VORLIEGENDER TEXT:
_ _ _ _ _

Diensttauglichkeit ist entscheidendes Kriterium

Für alle Blaulichtberufe gilt: Entscheidendes Kriterium, ob man bei der Polizei, der Feuerwehr oder dem Rettungsdienst als aktive Einsatzkraft arbeiten kann, ist die Einsatz- bzw. Diensttauglichkeit, die auch gesetzlich vorgeschrieben ist. Diese Tauglichkeit muss arbeitsmedizinisch bestätigt werden – unabhängig davon, ob eine Behinderung vorliegt oder nicht. Ist diese Einsatzfähigkeit nicht oder nur teilweise vorhanden, kann es für die Betroffenen aber alternative Beschäftigungsmöglichkeiten bei den Blaulichtorganisationen geben.

Die Entscheidung, ob und, wenn ja, wie eine Beschäftigung in diesen Berufsfeldern möglich ist, muss im Einzelfall getroffen werden. Grundsätzlich nimmt der Gesetzgeber die Blaulichtorganisationen aber genau wie alle anderen Arbeitgeber in die Pflicht, Menschen mit Behinderung die gleichberechtigte Teilhabe am Berufsleben zu ermöglichen. So gilt auch für diese Organisationen die gesetzlich vorgeschriebene Schwerbehindertenquote nach § 154 SGB IX, die Arbeitgeber mit mehr als 20 Arbeitsplätzen verpflichtet, mindestens fünf Prozent der Arbeitsplätze mit Menschen mit Schwerbehinderung oder ihnen Gleichgestellten zu besetzen. Andernfalls muss eine Ausgleichsabgabe gezahlt werden. Und auch die Behindertenrechtskonvention der Vereinten Nationen (UN) verpflichtet die Vertragsstaaten in Artikel 27, Menschen mit Behinderung den Zugang zum Arbeitsmarkt, in dem sie ihr Arbeitsfeld frei wählen können, zu ermöglichen und dies durch entsprechende Gesetzgebung sicherzustellen. In Deutschland ist das Gesetz zur Umsetzung der Behindertenrechtskonvention 2009 in Kraft getreten. Doch wie lässt sich Inklusion in der Praxis bei Polizei, Feuerwehr und Rettungsdienst umsetzen?

_ _ _ _ _

ZIEL 1: Gib aus dem Text zur Diensttauglichkeit alles von „Diensttauglichkeit ist entscheidendes“ bis hinunter zu „den Blaulichtorganisationen geben.“ unverändert aus.
ZIEL 2: Prüfe anhand des Textes zur Diensttauglichkeit, ob die folgenden Aussagen zutreffen, und belege jede Antwort mit einem wörtlichen Zitat: (a) Die Schwerbehindertenquote nach § 154 SGB IX betrifft Arbeitgeber mit mehr als 20 Arbeitsplätzen. (b) Eine arbeitsmedizinische Bestätigung der Tauglichkeit ist nur bei Menschen mit Behinderung erforderlich. (c) Das Gesetz zur Umsetzung der Behindertenrechtskonvention trat in Deutschland 2010 in Kraft.

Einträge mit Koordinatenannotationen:
_ _ _ _ _

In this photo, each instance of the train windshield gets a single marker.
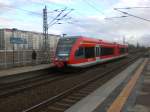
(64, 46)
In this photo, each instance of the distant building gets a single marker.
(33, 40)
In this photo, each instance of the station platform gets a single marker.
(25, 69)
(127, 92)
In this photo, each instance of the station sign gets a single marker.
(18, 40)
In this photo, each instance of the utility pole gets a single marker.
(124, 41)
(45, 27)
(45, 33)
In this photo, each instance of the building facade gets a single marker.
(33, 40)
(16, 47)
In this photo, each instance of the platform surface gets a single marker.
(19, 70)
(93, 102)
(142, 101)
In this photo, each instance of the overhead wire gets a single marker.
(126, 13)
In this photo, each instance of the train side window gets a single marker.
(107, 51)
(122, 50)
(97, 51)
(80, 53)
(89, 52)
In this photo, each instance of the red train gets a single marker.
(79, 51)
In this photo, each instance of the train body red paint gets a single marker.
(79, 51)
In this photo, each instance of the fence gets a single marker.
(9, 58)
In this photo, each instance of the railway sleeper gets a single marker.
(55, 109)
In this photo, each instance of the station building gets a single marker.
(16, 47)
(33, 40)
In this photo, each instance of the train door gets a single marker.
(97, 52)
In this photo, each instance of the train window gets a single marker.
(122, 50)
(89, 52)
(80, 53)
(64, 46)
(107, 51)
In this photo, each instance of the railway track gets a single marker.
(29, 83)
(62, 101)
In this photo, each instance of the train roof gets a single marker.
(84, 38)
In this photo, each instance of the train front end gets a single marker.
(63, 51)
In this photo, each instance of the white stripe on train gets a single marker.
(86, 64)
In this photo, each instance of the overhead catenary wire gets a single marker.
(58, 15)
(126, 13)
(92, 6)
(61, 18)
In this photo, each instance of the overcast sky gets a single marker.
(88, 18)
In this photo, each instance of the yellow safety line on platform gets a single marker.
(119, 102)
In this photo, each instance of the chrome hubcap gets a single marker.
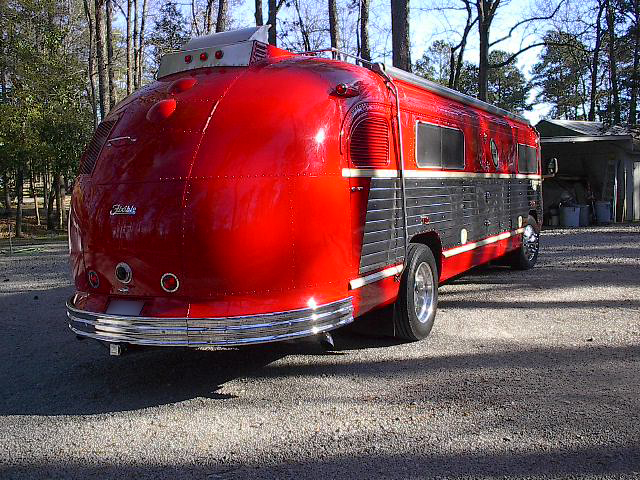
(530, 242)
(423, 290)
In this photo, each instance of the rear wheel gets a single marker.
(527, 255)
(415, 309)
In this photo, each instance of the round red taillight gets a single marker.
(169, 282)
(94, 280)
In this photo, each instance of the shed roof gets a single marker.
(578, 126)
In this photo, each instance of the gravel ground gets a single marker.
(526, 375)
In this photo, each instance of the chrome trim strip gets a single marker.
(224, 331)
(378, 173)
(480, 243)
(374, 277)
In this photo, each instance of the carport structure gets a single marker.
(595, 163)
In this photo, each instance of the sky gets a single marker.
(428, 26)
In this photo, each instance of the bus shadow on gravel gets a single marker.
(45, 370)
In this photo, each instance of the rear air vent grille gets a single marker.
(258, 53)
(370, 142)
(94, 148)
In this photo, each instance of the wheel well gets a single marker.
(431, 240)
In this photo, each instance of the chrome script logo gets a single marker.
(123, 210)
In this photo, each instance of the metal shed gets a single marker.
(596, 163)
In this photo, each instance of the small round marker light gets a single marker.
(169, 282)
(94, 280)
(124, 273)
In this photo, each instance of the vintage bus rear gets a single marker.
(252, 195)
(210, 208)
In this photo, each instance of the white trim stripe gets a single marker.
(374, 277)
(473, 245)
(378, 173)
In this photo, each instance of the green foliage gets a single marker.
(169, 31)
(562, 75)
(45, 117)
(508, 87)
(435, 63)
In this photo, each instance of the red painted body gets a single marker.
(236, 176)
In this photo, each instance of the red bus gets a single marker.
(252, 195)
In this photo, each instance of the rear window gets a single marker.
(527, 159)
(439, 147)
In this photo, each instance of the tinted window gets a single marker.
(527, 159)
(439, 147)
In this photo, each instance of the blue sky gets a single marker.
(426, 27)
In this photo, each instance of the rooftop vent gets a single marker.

_ _ _ _ _

ERGEBNIS 1:
Diensttauglichkeit ist entscheidendes Kriterium

Für alle Blaulichtberufe gilt: Entscheidendes Kriterium, ob man bei der Polizei, der Feuerwehr oder dem Rettungsdienst als aktive Einsatzkraft arbeiten kann, ist die Einsatz- bzw. Diensttauglichkeit, die auch gesetzlich vorgeschrieben ist. Diese Tauglichkeit muss arbeitsmedizinisch bestätigt werden – unabhängig davon, ob eine Behinderung vorliegt oder nicht. Ist diese Einsatzfähigkeit nicht oder nur teilweise vorhanden, kann es für die Betroffenen aber alternative Beschäftigungsmöglichkeiten bei den Blaulichtorganisationen geben.

ERGEBNIS 2:
(a) Ja: „die Arbeitgeber mit mehr als 20 Arbeitsplätzen verpflichtet, mindestens fünf Prozent der Arbeitsplätze mit Menschen mit Schwerbehinderung oder ihnen Gleichgestellten zu besetzen“
(b) Nein: „Diese Tauglichkeit muss arbeitsmedizinisch bestätigt werden – unabhängig davon, ob eine Behinderung vorliegt oder nicht.“
(c) Nein: „In Deutschland ist das Gesetz zur Umsetzung der Behindertenrechtskonvention 2009 in Kraft getreten.“